[Records of labeled points]

>> Start

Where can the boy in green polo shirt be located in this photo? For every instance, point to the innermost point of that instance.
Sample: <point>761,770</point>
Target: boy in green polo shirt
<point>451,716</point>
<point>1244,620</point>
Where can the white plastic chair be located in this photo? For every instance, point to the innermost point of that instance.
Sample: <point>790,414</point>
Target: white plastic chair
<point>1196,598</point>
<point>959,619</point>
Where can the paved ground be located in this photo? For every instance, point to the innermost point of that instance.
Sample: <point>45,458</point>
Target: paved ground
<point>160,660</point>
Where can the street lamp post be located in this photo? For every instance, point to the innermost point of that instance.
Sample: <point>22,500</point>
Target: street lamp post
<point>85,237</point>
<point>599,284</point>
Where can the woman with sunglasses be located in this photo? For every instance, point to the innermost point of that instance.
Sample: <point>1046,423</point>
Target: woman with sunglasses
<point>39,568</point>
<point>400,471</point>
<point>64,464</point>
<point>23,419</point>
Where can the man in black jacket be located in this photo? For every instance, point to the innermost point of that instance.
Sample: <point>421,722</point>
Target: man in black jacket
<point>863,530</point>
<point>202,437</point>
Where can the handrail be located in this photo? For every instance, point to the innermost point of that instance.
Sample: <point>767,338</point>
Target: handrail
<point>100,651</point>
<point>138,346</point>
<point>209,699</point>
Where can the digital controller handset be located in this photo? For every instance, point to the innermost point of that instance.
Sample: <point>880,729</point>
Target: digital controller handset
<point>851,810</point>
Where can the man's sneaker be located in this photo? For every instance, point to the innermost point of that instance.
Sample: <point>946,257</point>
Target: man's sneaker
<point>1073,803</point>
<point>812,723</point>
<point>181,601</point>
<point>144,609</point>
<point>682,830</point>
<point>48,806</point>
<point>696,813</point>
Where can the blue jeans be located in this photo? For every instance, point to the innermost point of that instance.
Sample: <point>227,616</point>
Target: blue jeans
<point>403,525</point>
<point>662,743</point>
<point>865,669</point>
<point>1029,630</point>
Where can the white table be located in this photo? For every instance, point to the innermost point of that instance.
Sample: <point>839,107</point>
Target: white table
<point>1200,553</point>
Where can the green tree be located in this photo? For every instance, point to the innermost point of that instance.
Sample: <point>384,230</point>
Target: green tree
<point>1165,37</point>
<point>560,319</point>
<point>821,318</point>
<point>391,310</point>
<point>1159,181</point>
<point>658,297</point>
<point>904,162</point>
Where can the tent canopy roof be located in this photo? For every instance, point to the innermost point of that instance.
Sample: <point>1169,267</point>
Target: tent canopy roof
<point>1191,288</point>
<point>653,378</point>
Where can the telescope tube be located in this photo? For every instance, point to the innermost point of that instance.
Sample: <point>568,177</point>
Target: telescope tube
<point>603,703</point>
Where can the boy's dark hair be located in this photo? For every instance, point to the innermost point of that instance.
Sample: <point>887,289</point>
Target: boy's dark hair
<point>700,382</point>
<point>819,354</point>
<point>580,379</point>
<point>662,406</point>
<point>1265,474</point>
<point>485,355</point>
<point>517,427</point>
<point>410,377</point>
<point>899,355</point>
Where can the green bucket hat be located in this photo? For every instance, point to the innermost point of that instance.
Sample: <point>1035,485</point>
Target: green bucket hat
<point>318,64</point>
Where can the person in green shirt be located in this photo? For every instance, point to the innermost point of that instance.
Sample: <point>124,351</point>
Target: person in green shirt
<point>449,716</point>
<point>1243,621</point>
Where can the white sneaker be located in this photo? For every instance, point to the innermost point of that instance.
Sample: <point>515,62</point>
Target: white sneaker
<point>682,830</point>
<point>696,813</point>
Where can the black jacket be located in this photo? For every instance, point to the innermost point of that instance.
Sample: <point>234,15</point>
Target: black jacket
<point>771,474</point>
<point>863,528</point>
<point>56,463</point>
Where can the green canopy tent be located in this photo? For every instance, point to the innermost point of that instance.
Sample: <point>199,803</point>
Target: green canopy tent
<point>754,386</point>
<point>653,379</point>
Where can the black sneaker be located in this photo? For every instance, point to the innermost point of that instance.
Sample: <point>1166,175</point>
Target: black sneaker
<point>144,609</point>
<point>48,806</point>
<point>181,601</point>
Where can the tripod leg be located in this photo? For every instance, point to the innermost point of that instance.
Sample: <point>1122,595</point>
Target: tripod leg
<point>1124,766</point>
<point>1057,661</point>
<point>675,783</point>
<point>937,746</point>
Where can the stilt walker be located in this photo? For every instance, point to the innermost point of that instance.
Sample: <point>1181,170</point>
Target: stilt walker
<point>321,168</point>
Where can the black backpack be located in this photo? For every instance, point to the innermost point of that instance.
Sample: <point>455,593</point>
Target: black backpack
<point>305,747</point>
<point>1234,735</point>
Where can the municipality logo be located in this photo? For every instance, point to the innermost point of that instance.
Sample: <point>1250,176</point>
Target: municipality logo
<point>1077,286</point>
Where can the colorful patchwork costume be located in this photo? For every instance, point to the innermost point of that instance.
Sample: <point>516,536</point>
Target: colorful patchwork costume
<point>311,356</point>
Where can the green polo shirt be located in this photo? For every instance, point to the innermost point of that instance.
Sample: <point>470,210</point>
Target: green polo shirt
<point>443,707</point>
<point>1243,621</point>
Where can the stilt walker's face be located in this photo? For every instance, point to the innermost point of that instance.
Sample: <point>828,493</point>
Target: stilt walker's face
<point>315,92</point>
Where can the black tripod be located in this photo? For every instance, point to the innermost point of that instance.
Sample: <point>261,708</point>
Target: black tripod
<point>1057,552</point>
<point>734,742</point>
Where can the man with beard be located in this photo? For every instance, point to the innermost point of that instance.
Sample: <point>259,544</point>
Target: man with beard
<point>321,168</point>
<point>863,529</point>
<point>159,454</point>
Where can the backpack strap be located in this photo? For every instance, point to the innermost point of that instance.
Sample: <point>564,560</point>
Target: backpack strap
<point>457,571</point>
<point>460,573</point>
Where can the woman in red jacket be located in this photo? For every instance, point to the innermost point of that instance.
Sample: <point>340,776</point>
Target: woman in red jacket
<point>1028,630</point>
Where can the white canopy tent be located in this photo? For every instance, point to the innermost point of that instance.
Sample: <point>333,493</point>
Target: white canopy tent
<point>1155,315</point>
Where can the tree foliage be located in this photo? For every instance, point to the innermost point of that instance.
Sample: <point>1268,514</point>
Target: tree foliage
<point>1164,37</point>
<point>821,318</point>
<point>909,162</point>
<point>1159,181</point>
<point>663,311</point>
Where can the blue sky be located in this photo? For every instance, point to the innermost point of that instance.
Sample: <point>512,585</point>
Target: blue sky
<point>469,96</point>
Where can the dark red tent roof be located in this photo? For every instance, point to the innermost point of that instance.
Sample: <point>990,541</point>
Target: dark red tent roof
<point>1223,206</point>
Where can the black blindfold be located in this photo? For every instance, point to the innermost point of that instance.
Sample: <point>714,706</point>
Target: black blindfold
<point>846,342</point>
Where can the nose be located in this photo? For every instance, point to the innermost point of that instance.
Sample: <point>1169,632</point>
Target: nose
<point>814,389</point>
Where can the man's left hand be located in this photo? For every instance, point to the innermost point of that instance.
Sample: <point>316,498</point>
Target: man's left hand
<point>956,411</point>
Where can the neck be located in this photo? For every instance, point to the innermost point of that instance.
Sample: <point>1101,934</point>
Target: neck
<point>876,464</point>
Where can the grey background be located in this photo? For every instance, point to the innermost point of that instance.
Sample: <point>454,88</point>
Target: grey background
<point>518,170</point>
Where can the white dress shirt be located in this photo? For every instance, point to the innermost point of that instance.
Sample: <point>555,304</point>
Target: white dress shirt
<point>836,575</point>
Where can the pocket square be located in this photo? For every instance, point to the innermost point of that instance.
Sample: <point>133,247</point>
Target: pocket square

>> End

● **What you should do**
Copy out every one of the rows above, character for character, with nothing changed.

● **Written answer**
Where can the boy in green polo shirt be located in this photo? For every instance, point to the innermost point of that instance.
Sample: <point>761,770</point>
Target: boy in green polo shirt
<point>451,716</point>
<point>1244,620</point>
Where can the white plastic chair be located in this photo? For every instance, point to the innermost point of that instance.
Sample: <point>790,414</point>
Target: white plastic chair
<point>1196,598</point>
<point>959,619</point>
Where can the paved ground be located in this photo? For every instance, point to the innermost point of that instance.
Sample: <point>45,458</point>
Target: paved ground
<point>160,660</point>
Where can the street lamp post be located in this photo? For every instance, point to the innermost point of that instance.
Sample: <point>22,500</point>
Target: street lamp post
<point>85,237</point>
<point>599,284</point>
Where can the woman with sunglasses be located in this photo? For every instance, point to the innermost point of that instance.
Sample: <point>1046,423</point>
Target: woman with sunglasses
<point>39,568</point>
<point>400,471</point>
<point>64,464</point>
<point>23,419</point>
Where can the man in black jacket be located in this photo? For every instance, point to the innermost point of that instance.
Sample: <point>421,722</point>
Target: man in black jacket
<point>863,530</point>
<point>202,437</point>
Where can the handrail be located in this photo? For every instance, point to the innermost point of that instance.
Sample: <point>767,338</point>
Target: handrail
<point>100,651</point>
<point>138,346</point>
<point>209,699</point>
Where can the digital controller handset be located in this photo? For every instance, point to the innermost point of that instance.
Sample: <point>880,729</point>
Target: digital controller handset
<point>851,810</point>
Where can the man's sneaker be located in this photo? For every instance, point to the innermost point of that instance.
Sample: <point>946,257</point>
Target: man's sneaker
<point>1073,803</point>
<point>812,723</point>
<point>181,601</point>
<point>144,609</point>
<point>682,830</point>
<point>48,806</point>
<point>696,813</point>
Where can the blue jeans be located in this photo? For every instance, point to the innermost point of that instance.
Sample: <point>227,616</point>
Target: blue jeans
<point>403,525</point>
<point>662,743</point>
<point>865,669</point>
<point>1029,630</point>
Where can the white table be located in this photo? For every instance, point to the innermost point of that instance.
Sample: <point>839,107</point>
Target: white table
<point>1200,553</point>
Where can the green tree be located in this photo? For every instance, point to the innermost point of that instance.
Sample: <point>384,230</point>
Target: green tree
<point>1165,37</point>
<point>560,319</point>
<point>821,318</point>
<point>391,310</point>
<point>1159,181</point>
<point>658,297</point>
<point>904,162</point>
Where can the tent canopy roof be located in this photo? For every instance, point to the innermost point of that instance.
Sample: <point>1169,267</point>
Target: tent canopy roof
<point>1191,288</point>
<point>653,378</point>
Where can the telescope tube be located in this photo? For every instance, point to the innermost point of that instance.
Sample: <point>568,177</point>
Target: telescope tube
<point>603,703</point>
Where can the boy's dark hair be located in this photo? For every instance, point to the innermost point of that instance.
Sample: <point>887,289</point>
Target: boy's dark hair
<point>700,382</point>
<point>819,354</point>
<point>580,379</point>
<point>662,406</point>
<point>1265,474</point>
<point>485,355</point>
<point>517,427</point>
<point>410,377</point>
<point>899,355</point>
Where can the green bucket hat be located in this photo? For every instance, point to the innermost point of that instance.
Sample: <point>1035,485</point>
Target: green bucket hat
<point>318,64</point>
Where can the person in green shirt be located in this photo? For every instance, point to the innermost point of that instance.
Sample: <point>124,351</point>
Target: person in green shirt
<point>449,716</point>
<point>1243,621</point>
Where can the white sneaker be located in this photo? For every instance, point to the innermost point of that instance.
Sample: <point>515,62</point>
Target: white sneaker
<point>682,830</point>
<point>696,813</point>
Where can the black jacket be located in this photo? For every instance, point to the innermost point of that instance.
Sample: <point>234,15</point>
Target: black jacket
<point>771,474</point>
<point>863,528</point>
<point>56,463</point>
Where can the green canopy tent be located in this photo? For every instance, point to the innermost point of that instance.
Sample: <point>199,803</point>
Target: green canopy tent
<point>754,386</point>
<point>653,379</point>
Where can the black sneaker be located in this photo? For every instance, point to the innermost point of that instance.
Sample: <point>1166,175</point>
Target: black sneaker
<point>144,609</point>
<point>48,806</point>
<point>181,601</point>
Where can the tripod leg be located in this photo? For every instance, point to the innermost point of that instance.
Sample: <point>1122,595</point>
Target: tripod leg
<point>1124,766</point>
<point>1057,661</point>
<point>675,783</point>
<point>937,746</point>
Where can the stilt walker be located in this photo? For every instance, point to the innermost point of that instance.
Sample: <point>1181,170</point>
Target: stilt walker
<point>321,168</point>
Where can the black backpack be located in this photo? For every instance, point to the innermost point of that instance.
Sample: <point>455,593</point>
Target: black backpack
<point>305,747</point>
<point>1234,735</point>
Where can the municipality logo be located in this photo? For every instance, point to the innermost point of that instance.
Sample: <point>1250,176</point>
Target: municipality logo
<point>1077,286</point>
Where can the colorful patchwork costume be located in this photo? For every instance, point to the innermost point of that instance.
Sample: <point>516,536</point>
Target: colorful patchwork costume
<point>311,356</point>
Where can the green polo shirt be located in this photo? For every instance, point to the innermost point of that instance.
Sample: <point>470,210</point>
Target: green polo shirt
<point>443,707</point>
<point>1243,621</point>
Where can the stilt walker's face be located in this photo? For every instance, point to the innermost point of that instance.
Sample: <point>828,493</point>
Target: stilt walker's face
<point>315,92</point>
Where can the black tripod be located in this photo? For every instance, point to the innermost point of that instance.
Sample: <point>261,708</point>
Target: black tripod
<point>1057,552</point>
<point>734,742</point>
Where can the man with beard be located in this photo? For every instance, point to the innermost point of that instance.
Sample: <point>259,544</point>
Target: man with beard
<point>321,168</point>
<point>863,529</point>
<point>159,454</point>
Where can the backpack strap be located in this photo? For every instance, point to the innermost point of that instance.
Sample: <point>564,560</point>
Target: backpack strap
<point>457,571</point>
<point>460,573</point>
Where can the woman in red jacket be located in this photo? For every instance, point to the innermost point of that instance.
Sample: <point>340,776</point>
Target: woman in red jacket
<point>1028,630</point>
Where can the white canopy tent be located in this photo? For every instance, point to the innermost point of that instance.
Sample: <point>333,493</point>
Target: white canopy tent
<point>1155,315</point>
Where can the tree foliage be located in this photo? For every instance, point to the innermost point of that instance.
Sample: <point>1268,514</point>
Target: tree foliage
<point>1164,37</point>
<point>821,318</point>
<point>909,162</point>
<point>1159,181</point>
<point>663,311</point>
Where can the blue sky be located in this photo? For every instance, point to the innermost point of that instance.
Sample: <point>512,585</point>
Target: blue sky
<point>469,96</point>
Where can the dark red tent roof be located in this photo? For every instance, point to the innermost point of that instance.
Sample: <point>990,541</point>
Target: dark red tent roof
<point>1223,206</point>
Where can the black blindfold be located in this photo? For every instance, point to the innermost point of that instance.
Sample: <point>714,706</point>
Target: black blindfold
<point>846,342</point>
Where can the nose be located in this photo? For every instance, point to the innermost point of that instance.
Sample: <point>1169,632</point>
Target: nose
<point>814,389</point>
Where can the man's left hand be located in this photo? For every instance, point to the innermost point of that instance.
Sample: <point>316,498</point>
Target: man's left hand
<point>956,411</point>
Where can the neck be located in this photo? For every instance, point to the innermost point of that instance.
Sample: <point>1101,934</point>
Target: neck
<point>876,464</point>
Where can the grey background be located in this photo? For every instance, point to the innermost point of that instance.
Sample: <point>454,88</point>
Target: grey background
<point>518,170</point>
Where can the white dress shirt be located in this photo? For every instance, point to the innermost point of that instance.
Sample: <point>555,304</point>
Target: white dress shirt
<point>836,575</point>
Where can the pocket square be located in this photo? For every instance, point to the innermost point of that instance.
Sample: <point>133,247</point>
Target: pocket square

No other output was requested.